[YOUR OBJECTIVE]: Count the lines in the entries below that contain the word "price". Reply with the number alone.

[Stored dataset entries]
○ ○ ○ ○

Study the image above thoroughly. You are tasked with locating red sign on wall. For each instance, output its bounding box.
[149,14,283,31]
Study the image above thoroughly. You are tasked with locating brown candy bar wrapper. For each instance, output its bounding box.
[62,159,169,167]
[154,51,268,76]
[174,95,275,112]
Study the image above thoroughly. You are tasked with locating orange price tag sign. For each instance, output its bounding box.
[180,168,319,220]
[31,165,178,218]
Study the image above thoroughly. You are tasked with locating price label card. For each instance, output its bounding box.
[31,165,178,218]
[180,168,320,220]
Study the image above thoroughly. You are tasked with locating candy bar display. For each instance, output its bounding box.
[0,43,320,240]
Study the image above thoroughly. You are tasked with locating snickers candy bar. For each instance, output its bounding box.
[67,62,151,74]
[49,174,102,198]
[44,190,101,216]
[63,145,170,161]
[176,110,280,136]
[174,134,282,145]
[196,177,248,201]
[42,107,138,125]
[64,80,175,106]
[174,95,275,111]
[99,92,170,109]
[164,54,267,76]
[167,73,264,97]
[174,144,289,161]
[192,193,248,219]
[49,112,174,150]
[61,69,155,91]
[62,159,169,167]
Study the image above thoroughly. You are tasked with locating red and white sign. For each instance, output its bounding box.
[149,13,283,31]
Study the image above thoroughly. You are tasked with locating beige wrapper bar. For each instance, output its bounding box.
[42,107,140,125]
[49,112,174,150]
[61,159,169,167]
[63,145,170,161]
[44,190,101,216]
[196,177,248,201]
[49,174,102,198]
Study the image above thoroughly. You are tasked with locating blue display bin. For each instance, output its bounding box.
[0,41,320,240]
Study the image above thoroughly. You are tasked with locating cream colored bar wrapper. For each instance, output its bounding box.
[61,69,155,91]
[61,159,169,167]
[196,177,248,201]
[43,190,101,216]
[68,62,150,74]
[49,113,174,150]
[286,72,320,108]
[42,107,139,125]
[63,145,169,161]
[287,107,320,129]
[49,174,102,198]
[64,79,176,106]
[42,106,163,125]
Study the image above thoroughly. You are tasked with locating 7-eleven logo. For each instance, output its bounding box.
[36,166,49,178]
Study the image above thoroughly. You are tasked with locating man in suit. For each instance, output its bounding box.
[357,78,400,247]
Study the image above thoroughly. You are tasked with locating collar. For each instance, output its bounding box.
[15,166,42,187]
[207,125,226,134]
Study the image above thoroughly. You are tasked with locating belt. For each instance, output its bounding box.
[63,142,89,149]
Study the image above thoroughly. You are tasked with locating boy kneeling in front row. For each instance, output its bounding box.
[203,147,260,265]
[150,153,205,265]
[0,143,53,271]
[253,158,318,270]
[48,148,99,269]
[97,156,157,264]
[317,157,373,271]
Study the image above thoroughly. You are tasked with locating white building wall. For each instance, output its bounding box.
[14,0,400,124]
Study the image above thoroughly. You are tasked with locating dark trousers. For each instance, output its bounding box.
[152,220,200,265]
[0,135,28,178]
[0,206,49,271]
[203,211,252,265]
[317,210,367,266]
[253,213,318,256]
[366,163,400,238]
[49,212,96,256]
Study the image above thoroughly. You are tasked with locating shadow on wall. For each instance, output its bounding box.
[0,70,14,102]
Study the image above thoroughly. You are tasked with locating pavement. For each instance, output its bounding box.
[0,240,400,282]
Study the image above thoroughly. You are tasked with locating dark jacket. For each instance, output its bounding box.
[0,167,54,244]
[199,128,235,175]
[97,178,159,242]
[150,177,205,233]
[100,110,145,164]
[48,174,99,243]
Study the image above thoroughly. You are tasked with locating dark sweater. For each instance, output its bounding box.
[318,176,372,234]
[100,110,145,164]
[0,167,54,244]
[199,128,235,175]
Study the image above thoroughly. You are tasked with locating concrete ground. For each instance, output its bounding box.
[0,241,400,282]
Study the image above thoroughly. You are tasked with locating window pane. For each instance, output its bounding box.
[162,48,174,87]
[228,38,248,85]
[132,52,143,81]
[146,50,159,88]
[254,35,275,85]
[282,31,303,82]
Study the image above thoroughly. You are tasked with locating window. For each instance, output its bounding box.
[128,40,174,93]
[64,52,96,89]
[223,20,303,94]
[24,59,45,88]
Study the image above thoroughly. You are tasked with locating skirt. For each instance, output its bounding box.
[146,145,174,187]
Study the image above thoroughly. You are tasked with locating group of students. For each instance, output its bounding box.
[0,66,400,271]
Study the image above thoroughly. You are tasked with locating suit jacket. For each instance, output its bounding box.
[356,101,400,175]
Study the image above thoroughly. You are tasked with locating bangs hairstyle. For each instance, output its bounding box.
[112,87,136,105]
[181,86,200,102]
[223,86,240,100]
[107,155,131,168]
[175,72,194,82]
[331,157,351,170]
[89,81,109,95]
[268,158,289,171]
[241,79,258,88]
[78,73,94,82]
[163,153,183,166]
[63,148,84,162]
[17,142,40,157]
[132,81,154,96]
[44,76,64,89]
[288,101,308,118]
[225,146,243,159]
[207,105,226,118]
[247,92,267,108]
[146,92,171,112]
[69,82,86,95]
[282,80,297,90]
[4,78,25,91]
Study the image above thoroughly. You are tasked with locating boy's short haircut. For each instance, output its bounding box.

○ ○ ○ ○

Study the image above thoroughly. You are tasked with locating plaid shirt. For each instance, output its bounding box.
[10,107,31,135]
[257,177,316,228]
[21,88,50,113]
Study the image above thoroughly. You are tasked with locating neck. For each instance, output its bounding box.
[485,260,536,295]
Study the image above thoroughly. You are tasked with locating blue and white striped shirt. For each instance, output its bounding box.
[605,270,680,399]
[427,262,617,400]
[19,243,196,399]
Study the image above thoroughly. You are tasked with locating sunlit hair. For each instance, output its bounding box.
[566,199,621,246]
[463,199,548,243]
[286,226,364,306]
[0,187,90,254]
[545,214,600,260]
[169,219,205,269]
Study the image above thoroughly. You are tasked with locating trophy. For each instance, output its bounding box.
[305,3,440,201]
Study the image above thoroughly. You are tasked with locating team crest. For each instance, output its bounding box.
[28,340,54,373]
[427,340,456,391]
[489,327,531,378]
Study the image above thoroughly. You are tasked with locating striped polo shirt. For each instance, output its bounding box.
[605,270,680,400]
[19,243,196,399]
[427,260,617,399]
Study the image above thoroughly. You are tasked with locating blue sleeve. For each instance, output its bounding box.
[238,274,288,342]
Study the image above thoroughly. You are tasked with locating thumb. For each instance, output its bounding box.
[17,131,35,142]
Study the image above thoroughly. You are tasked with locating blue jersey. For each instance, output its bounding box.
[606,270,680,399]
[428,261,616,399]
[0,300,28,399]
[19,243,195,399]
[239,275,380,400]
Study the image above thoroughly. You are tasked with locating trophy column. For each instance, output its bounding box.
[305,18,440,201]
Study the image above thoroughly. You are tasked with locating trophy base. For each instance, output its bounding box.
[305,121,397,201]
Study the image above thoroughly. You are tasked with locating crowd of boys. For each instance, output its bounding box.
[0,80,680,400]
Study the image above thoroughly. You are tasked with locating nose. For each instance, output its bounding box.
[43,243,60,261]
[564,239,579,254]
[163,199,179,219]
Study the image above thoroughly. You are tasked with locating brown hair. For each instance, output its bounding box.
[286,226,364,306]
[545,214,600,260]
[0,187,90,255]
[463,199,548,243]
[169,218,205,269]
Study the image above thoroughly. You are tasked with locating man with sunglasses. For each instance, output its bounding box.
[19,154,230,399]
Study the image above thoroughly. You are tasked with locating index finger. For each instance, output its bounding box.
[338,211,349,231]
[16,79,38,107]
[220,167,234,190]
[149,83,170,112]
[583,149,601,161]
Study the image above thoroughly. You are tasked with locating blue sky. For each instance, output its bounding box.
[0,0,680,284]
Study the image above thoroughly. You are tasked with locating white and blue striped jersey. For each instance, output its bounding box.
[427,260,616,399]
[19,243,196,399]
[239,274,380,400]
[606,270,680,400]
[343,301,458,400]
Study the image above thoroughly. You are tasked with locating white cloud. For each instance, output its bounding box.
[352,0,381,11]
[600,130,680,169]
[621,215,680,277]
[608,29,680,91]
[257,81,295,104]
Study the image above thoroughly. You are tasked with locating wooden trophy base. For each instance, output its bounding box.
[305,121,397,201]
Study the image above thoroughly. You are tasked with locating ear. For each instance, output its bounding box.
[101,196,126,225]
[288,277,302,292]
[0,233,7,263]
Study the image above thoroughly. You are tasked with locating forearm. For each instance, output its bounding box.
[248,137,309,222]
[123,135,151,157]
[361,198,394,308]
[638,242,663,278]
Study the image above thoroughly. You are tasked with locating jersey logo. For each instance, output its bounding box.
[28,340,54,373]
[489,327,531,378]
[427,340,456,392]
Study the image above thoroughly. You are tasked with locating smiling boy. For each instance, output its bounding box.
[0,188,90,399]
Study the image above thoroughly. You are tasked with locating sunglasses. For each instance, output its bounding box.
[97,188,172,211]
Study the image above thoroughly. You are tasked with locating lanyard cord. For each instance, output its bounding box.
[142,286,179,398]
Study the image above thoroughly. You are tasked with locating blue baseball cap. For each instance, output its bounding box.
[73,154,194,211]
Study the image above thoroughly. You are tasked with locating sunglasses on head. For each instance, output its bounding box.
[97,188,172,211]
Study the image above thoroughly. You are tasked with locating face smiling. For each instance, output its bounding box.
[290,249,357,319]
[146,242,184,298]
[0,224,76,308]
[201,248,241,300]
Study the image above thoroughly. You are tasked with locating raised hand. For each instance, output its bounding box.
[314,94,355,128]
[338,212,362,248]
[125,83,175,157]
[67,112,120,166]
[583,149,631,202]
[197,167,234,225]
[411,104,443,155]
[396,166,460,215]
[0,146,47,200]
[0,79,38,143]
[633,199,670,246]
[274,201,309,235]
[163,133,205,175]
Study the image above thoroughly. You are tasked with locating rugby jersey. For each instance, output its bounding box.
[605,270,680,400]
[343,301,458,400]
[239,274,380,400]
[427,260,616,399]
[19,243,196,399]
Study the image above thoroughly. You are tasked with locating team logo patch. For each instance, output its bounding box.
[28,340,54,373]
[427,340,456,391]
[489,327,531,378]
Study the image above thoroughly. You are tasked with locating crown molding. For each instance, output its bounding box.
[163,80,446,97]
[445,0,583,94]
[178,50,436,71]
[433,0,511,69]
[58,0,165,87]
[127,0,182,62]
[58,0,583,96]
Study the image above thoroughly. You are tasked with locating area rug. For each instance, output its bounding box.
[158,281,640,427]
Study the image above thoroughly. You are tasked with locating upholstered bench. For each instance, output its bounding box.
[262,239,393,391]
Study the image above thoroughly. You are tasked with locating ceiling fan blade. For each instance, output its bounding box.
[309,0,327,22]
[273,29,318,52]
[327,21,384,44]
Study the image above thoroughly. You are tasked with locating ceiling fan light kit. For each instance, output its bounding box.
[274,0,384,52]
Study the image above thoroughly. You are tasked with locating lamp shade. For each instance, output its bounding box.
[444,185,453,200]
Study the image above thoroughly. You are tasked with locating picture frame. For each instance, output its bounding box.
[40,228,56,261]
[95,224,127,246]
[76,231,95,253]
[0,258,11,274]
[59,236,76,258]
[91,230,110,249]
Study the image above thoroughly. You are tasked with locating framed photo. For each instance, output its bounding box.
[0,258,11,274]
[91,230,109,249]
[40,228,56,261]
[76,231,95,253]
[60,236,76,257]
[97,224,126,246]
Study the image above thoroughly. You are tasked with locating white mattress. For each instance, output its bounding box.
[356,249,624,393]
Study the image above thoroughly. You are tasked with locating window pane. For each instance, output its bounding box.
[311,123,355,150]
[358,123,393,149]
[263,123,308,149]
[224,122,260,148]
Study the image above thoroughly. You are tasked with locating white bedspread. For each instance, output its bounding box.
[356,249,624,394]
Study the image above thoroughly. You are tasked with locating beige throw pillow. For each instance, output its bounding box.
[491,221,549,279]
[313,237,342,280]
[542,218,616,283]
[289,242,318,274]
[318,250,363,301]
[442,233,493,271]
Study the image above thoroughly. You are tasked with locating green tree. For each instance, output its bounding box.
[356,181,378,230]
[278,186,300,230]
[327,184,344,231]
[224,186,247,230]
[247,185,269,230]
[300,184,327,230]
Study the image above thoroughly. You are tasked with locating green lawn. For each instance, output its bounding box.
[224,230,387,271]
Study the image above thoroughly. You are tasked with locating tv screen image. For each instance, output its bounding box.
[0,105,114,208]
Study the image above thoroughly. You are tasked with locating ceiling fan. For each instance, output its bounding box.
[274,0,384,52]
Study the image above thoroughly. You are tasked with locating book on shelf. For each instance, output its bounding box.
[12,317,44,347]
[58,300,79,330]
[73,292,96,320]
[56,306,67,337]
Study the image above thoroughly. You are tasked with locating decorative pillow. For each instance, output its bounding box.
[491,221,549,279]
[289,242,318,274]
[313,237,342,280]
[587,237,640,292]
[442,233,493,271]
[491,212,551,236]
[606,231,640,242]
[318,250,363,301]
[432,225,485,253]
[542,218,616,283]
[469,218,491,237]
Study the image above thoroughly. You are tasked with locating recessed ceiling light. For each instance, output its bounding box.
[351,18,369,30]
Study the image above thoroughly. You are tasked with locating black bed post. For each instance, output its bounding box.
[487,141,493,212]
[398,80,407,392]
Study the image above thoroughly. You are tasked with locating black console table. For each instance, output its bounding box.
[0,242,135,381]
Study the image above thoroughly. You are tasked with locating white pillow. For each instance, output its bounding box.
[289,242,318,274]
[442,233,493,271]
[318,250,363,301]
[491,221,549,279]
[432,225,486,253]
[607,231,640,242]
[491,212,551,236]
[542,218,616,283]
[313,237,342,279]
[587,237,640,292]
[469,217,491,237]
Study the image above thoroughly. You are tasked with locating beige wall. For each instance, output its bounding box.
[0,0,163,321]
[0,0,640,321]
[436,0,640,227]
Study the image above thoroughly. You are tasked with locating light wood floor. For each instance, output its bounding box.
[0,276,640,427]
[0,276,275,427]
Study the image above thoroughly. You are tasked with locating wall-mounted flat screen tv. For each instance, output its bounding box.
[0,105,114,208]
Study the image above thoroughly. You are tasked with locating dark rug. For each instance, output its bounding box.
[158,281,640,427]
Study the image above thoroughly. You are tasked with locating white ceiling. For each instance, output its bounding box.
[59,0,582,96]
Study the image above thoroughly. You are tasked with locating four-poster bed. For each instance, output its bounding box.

○ ○ ○ ○

[SOLVED EXERCISE]: 2